▶ [BLOK TEKS]:
<<<<
Oleh karena itu, cakupan dalam bidang tugas dari tampung tantra, serta tantra, dan swatantra termuat dalam No. 23 Tahun 2014 tentang Pemerintahan daerah,  Bab IV UU mengenai urusan pemerintahan. Dari UU tersebut kita dapat memperoleh informasi bahwa, urusan pemerintahan terdiri dari tiga bagian penting, yaitu : Urusan absolut (urusan pemerintahan yang sepenuhnya menjadi kewenangan pemerintah pusat), urusan konkuren (urusan pemerintahan yang dibagi antara pemerintah dan daerah provinsi dan daerah kabupaten/kota), serta urusan pemerintahan umum (urusan pemeritnahan yang menjadi kewenangan Presiden sebagai kepala pemerintahan).
        Pemberlakuan UU No. 23 Tahun 2014 tentang Pemerintahan Daerah, serta merta telah menciptakan ketidakpastian dibeberapa bidang layanan publik yang kewenangannya ditarik dari kabupaten/kota. Tiba-tiba saja seluruh proses perizinan di sektor pertambangan, kehutanan dan kelautan yang selama ini dikelola pemerintah kabupaten/kota harus dihentikan. Selajutnya juga pembinaan terhadap sekolah-sekolah SMA dan SMK bersama para gurunya serta pengawasan atas tenaga kerja terlepas dari pemerintah kabupaten/kota.
>>>>
▶ [DATA MENTAH]:
<<<<
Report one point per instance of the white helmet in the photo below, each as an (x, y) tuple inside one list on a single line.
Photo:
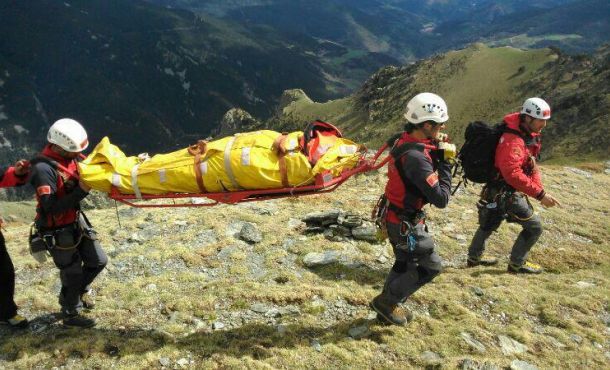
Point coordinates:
[(536, 108), (69, 135), (426, 107)]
>>>>
▶ [TUJUAN LATIHAN]:
Tuliskan ulang bagian teks tentang UU Pemerintahan Daerah yang dimulai dengan "Pemberlakuan UU No." dan berlanjut sampai "dari pemerintah kabupaten/kota.".

▶ [HASIL LATIHAN]:
Pemberlakuan UU No. 23 Tahun 2014 tentang Pemerintahan Daerah, serta merta telah menciptakan ketidakpastian dibeberapa bidang layanan publik yang kewenangannya ditarik dari kabupaten/kota. Tiba-tiba saja seluruh proses perizinan di sektor pertambangan, kehutanan dan kelautan yang selama ini dikelola pemerintah kabupaten/kota harus dihentikan. Selajutnya juga pembinaan terhadap sekolah-sekolah SMA dan SMK bersama para gurunya serta pengawasan atas tenaga kerja terlepas dari pemerintah kabupaten/kota.